▸ Excerto para ler:
-------------------------

Quanto aos comentários ao meu último texto prometo-te alguma reacção para breve. O que acontece é que tenho andado com alguns assuntos que não me deixam tempo para reflectir.
No entanto, para consolação, aceite o texto que te envio. É inédito, não foi ainda publicado em qualquer jornal. É relativamente antigo mas penso que pode contribuir para revitalizar a nossa célula de debate.
Um forte abraço
Gabriel Muthisse
Sapatos Sujos e Outras Determinantes da Nossa Pobreza
Por: Gabriel S. Muthisse
Joseph Stiglitz, o antigo economista chefe do Banco Mundial, expressou, em certa ocasião, duras críticas à maneira como o FMI lidou com a crise asiática e a transição Russa. Anders Aslund, um especialista em Rússia no Carnegie Endowment for International Peace, respondeu a estas críticas dizendo na revista The Economist que “sem saber de nada, (Stiglitz) abre a boca para dizer qualquer estupidez que vem à cabeça.” Paul Krugman do MIT também expressou suas reservas quanto à actuação do FMI, tendo inclusivamente ponderado que os economistas daquela instituição “optaram por deitar fora os livros didácticos” frente à crise asiática e a prescrever medidas que só fizeram piorar a situação. A resposta de Michael Musa, economista chefe do FMI, foi que aqueles que acreditam que uma política monetária frouxa teria amenizado a luta dos países atingidos pela crise estão “fumando alguma coisa que não é de todo legal.” Rudiger Dornbusch, também um reputado economista do MIT, criticou Stiglitz, dizendo que “se há uma instituição a ser acusada de ter procedido mal, esta seria o Banco Mundial.” Entretanto, Stiglitz e o antigo presidente do Banco Mundial, James Wolfensohn, sugeriram uma abordagem “holística” para lidar com os problemas do subdesenvolvimento. A proposta de abordagem destes dois conhecidos rostos do Banco Mundial levou o respeitado economista da Universidade de Columbia, Jagdhish Bhagwati, a especular nas páginas do Financial Times sobre o que poderia explicar as falácias e as suposições equivocadas nas quais Wolfensohn e Stiglitz basearam suas ideias. Ele concluiu que talvez tenha sido resultado de “simples ignorância.” T. N. Srinivasan, da Universidade de Yale, foi da mesma opinião, descrevendo as ideias de Wolfensohn e Stiglitz, como “banais e simples clichés”.

-------------------------

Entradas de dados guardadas

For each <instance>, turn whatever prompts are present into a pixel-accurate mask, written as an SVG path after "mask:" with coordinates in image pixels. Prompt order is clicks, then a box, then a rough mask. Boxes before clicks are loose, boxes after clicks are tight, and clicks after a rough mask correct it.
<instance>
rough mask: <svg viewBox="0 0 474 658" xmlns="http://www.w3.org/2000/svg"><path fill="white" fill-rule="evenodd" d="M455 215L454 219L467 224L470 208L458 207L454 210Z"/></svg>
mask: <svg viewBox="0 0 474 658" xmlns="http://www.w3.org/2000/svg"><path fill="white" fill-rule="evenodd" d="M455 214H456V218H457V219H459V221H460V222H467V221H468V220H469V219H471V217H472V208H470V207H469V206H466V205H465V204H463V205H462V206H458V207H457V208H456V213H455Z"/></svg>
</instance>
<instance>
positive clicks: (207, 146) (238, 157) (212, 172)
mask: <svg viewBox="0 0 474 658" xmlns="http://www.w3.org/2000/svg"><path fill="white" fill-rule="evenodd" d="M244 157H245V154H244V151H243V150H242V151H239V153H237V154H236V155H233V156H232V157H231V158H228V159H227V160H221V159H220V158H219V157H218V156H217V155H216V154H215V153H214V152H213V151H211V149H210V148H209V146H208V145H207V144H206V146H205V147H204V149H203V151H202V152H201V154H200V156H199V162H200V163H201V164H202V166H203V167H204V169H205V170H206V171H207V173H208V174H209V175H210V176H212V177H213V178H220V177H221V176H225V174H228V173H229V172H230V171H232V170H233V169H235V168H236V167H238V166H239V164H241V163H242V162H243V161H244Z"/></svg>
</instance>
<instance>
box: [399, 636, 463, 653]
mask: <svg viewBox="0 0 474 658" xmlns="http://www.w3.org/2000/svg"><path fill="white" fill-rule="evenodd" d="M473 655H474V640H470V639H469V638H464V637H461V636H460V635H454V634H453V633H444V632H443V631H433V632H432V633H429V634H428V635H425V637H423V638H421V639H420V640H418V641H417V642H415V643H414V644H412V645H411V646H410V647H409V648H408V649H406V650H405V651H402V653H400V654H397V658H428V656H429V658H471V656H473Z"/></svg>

-------------------------

▸ Tarefa a realizar: Transcreve o excerto para ler na íntegra, sem alterar nenhuma palavra nem sinal de pontuação.

▸ Resolução:
Quanto aos comentários ao meu último texto prometo-te alguma reacção para breve. O que acontece é que tenho andado com alguns assuntos que não me deixam tempo para reflectir.
No entanto, para consolação, aceite o texto que te envio. É inédito, não foi ainda publicado em qualquer jornal. É relativamente antigo mas penso que pode contribuir para revitalizar a nossa célula de debate.
Um forte abraço
Gabriel Muthisse
Sapatos Sujos e Outras Determinantes da Nossa Pobreza
Por: Gabriel S. Muthisse
Joseph Stiglitz, o antigo economista chefe do Banco Mundial, expressou, em certa ocasião, duras críticas à maneira como o FMI lidou com a crise asiática e a transição Russa. Anders Aslund, um especialista em Rússia no Carnegie Endowment for International Peace, respondeu a estas críticas dizendo na revista The Economist que “sem saber de nada, (Stiglitz) abre a boca para dizer qualquer estupidez que vem à cabeça.” Paul Krugman do MIT também expressou suas reservas quanto à actuação do FMI, tendo inclusivamente ponderado que os economistas daquela instituição “optaram por deitar fora os livros didácticos” frente à crise asiática e a prescrever medidas que só fizeram piorar a situação. A resposta de Michael Musa, economista chefe do FMI, foi que aqueles que acreditam que uma política monetária frouxa teria amenizado a luta dos países atingidos pela crise estão “fumando alguma coisa que não é de todo legal.” Rudiger Dornbusch, também um reputado economista do MIT, criticou Stiglitz, dizendo que “se há uma instituição a ser acusada de ter procedido mal, esta seria o Banco Mundial.” Entretanto, Stiglitz e o antigo presidente do Banco Mundial, James Wolfensohn, sugeriram uma abordagem “holística” para lidar com os problemas do subdesenvolvimento. A proposta de abordagem destes dois conhecidos rostos do Banco Mundial levou o respeitado economista da Universidade de Columbia, Jagdhish Bhagwati, a especular nas páginas do Financial Times sobre o que poderia explicar as falácias e as suposições equivocadas nas quais Wolfensohn e Stiglitz basearam suas ideias. Ele concluiu que talvez tenha sido resultado de “simples ignorância.” T. N. Srinivasan, da Universidade de Yale, foi da mesma opinião, descrevendo as ideias de Wolfensohn e Stiglitz, como “banais e simples clichés”.